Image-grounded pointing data

§

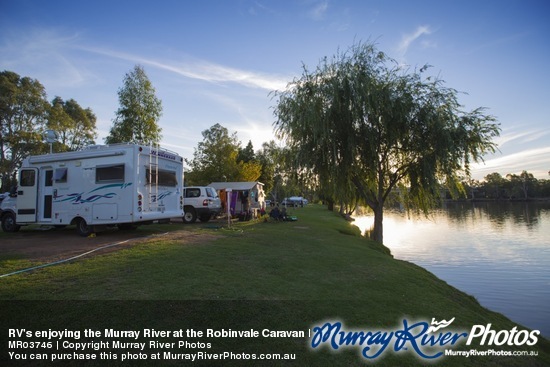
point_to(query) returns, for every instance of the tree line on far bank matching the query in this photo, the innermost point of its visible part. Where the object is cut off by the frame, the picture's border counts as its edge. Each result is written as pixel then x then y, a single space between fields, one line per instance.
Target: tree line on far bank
pixel 494 186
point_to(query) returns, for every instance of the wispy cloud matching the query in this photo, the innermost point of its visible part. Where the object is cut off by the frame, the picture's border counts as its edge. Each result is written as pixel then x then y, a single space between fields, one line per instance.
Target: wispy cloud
pixel 537 158
pixel 33 49
pixel 521 136
pixel 408 39
pixel 319 10
pixel 204 70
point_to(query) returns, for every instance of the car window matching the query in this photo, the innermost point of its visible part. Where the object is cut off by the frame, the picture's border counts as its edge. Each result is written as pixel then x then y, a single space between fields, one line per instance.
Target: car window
pixel 192 193
pixel 211 193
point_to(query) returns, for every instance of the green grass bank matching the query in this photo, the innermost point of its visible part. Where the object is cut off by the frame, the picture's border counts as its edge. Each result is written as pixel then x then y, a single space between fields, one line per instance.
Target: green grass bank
pixel 255 275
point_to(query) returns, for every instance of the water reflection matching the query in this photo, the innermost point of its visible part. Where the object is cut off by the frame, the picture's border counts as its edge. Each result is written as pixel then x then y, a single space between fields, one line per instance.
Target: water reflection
pixel 497 252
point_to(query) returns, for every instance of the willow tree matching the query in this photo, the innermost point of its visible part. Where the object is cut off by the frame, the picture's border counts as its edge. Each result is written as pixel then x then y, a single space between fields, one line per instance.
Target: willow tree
pixel 367 127
pixel 137 117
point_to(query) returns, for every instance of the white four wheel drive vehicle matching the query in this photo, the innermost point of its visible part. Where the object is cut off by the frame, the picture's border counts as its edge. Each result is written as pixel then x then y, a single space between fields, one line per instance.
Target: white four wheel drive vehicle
pixel 103 185
pixel 200 202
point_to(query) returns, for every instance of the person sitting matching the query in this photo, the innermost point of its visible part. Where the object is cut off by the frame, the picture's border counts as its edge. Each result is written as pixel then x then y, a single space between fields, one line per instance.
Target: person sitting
pixel 275 213
pixel 283 214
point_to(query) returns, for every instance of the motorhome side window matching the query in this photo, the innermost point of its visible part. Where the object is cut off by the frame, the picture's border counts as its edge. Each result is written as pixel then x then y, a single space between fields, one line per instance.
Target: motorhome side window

§

ASSIGNMENT: Take the line with "Target: willow tree" and every line after it in the data, and please reproduce them exactly, leaving out all other lines.

ANSWER SPACE:
Target: willow tree
pixel 367 127
pixel 137 117
point_to(query) returns, for every instance of the white four wheel drive vehicle matching the query in this photo, the innermost point of its visible part. Where the object is cut off by the frame, the picture's border counts as its edge. Each result is written as pixel then x then y, a single space between fields, one line per instance.
Target: white four wheel drive vehicle
pixel 103 185
pixel 200 202
point_to(query) returns, for every instance of the person sitting matching the query in this photo, the innermost point of its visible part. Where the object is cut off by the frame, the picture's border counts as its edge. Each result is written as pixel then x then y, a single space between fields, one line per instance.
Target: person sitting
pixel 275 213
pixel 283 214
point_to(query) returns, for every instance of the motorhome side window matching the query in this photo, the innermost point of its visible part. Where the object is cut off by the frame, the picture's border counts as its edge. Each result is written as pixel then x then y, a single space between fields, one line per instance.
Target: motorhome side window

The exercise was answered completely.